┌──

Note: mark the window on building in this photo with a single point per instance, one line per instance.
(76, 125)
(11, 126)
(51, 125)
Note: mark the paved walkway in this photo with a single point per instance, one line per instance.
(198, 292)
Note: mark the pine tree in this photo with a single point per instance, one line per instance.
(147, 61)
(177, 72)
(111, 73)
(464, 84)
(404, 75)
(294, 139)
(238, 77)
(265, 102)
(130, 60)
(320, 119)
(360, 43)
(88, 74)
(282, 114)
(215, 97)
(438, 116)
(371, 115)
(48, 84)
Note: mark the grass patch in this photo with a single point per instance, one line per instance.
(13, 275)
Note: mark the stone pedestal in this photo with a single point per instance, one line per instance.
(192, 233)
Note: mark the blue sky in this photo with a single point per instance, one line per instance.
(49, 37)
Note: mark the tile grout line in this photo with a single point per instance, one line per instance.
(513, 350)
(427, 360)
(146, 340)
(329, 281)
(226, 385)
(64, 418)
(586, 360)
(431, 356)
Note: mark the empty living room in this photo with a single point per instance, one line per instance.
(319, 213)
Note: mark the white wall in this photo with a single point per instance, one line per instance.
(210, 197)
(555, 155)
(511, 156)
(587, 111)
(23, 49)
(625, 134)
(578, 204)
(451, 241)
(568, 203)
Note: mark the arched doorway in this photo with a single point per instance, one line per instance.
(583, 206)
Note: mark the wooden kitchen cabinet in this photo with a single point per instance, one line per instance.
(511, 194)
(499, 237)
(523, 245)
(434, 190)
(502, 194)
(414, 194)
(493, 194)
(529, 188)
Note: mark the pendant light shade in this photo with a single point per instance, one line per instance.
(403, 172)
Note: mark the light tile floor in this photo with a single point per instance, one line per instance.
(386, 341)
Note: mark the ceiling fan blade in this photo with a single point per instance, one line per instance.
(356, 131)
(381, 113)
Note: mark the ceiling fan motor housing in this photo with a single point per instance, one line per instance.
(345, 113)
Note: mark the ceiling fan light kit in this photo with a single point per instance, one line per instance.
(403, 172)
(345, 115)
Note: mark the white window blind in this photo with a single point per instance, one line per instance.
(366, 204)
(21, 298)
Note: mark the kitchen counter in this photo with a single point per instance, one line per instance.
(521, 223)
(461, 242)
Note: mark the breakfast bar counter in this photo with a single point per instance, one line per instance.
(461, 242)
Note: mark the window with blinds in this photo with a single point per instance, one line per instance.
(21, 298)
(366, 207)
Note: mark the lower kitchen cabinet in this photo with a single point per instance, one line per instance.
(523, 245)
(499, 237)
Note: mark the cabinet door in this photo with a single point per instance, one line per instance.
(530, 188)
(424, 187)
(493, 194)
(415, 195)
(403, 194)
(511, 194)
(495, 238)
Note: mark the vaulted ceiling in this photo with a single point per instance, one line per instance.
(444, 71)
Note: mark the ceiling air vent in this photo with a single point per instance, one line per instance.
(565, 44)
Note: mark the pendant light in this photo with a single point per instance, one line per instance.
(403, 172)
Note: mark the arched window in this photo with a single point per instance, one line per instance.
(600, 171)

└──

Each entry above should be restated exactly as supplied.

Note: mark the window on building in this photo with a single point per instance, one line per instance.
(76, 125)
(11, 126)
(51, 125)
Note: mark the paved walkway in this photo with a single point per instance, one line per instance.
(198, 292)
Note: mark the pine tree in this photo with a single point per instance, one line per instance.
(147, 61)
(177, 72)
(111, 73)
(464, 84)
(404, 75)
(294, 139)
(238, 77)
(265, 102)
(130, 60)
(320, 119)
(360, 43)
(88, 74)
(282, 114)
(215, 97)
(438, 116)
(371, 115)
(48, 84)
Note: mark the grass patch in this photo with a single point per instance, one line per instance.
(13, 275)
Note: mark the stone pedestal in this photo with a single point per instance, one line per instance.
(192, 233)
Note: mark the blue sky in this photo with a single point per instance, one line per instance.
(49, 37)
Note: mark the tile grout line in this photo with a single point per instance, one line per instance.
(513, 350)
(427, 360)
(146, 340)
(329, 281)
(226, 385)
(64, 418)
(586, 360)
(431, 356)
Note: mark the empty living room in this photo with a single point per instance, one line per instance.
(319, 213)
Note: mark the white wall in this photo with a single point per instance, one line per instance.
(210, 197)
(555, 155)
(511, 156)
(587, 111)
(23, 49)
(625, 134)
(578, 204)
(451, 241)
(568, 203)
Note: mark the arched doorway in this photo with a single point per instance, one line per instance.
(583, 206)
Note: mark the wooden kitchen cabinet in this photo with a single point per instance, one line per instance.
(511, 194)
(499, 237)
(523, 245)
(434, 190)
(502, 194)
(414, 194)
(493, 194)
(529, 188)
Note: mark the pendant light shade in this photo with a single point per instance, one line per instance.
(403, 172)
Note: mark the light tile floor in this photo with a single point per instance, one line per instance.
(386, 341)
Note: mark the ceiling fan blade in this photo with a single point per instance, one line per instance.
(356, 131)
(381, 113)
Note: mark the ceiling fan motor housing in this photo with a single point per instance, one line per instance.
(345, 113)
Note: mark the ceiling fan light kit in this photo with a single point per instance, one line per instance.
(403, 172)
(345, 115)
Note: mark the white window blind in this photo with a single point per instance, one line per instance.
(366, 204)
(21, 298)
Note: mark the kitchen counter in this photo with a single point per instance, one line per instance.
(521, 223)
(461, 242)
Note: mark the breakfast bar counter in this photo with a single point per instance, one line per instance.
(461, 242)
Note: mark the window with blinds in this photo with a single point per instance, one line per instance.
(21, 298)
(366, 207)
Note: mark the lower kitchen cabinet in this photo with a single point per instance, one line per instance.
(523, 245)
(499, 237)
Note: mark the cabinet door in this photo with a single point per instance, one line per instance.
(530, 188)
(424, 187)
(493, 194)
(415, 195)
(403, 194)
(511, 194)
(495, 238)
Note: mark the vaulted ceiling in this photo with a single point per instance, one line per instance.
(444, 71)
Note: mark the ceiling air vent in this photo with a single point per instance, one line per instance.
(565, 44)
Note: mark the pendant light in this photo with a single point per instance, one line per instance.
(403, 172)
Note: mark the arched window in this photo with a single point per instance, one line per instance.
(600, 171)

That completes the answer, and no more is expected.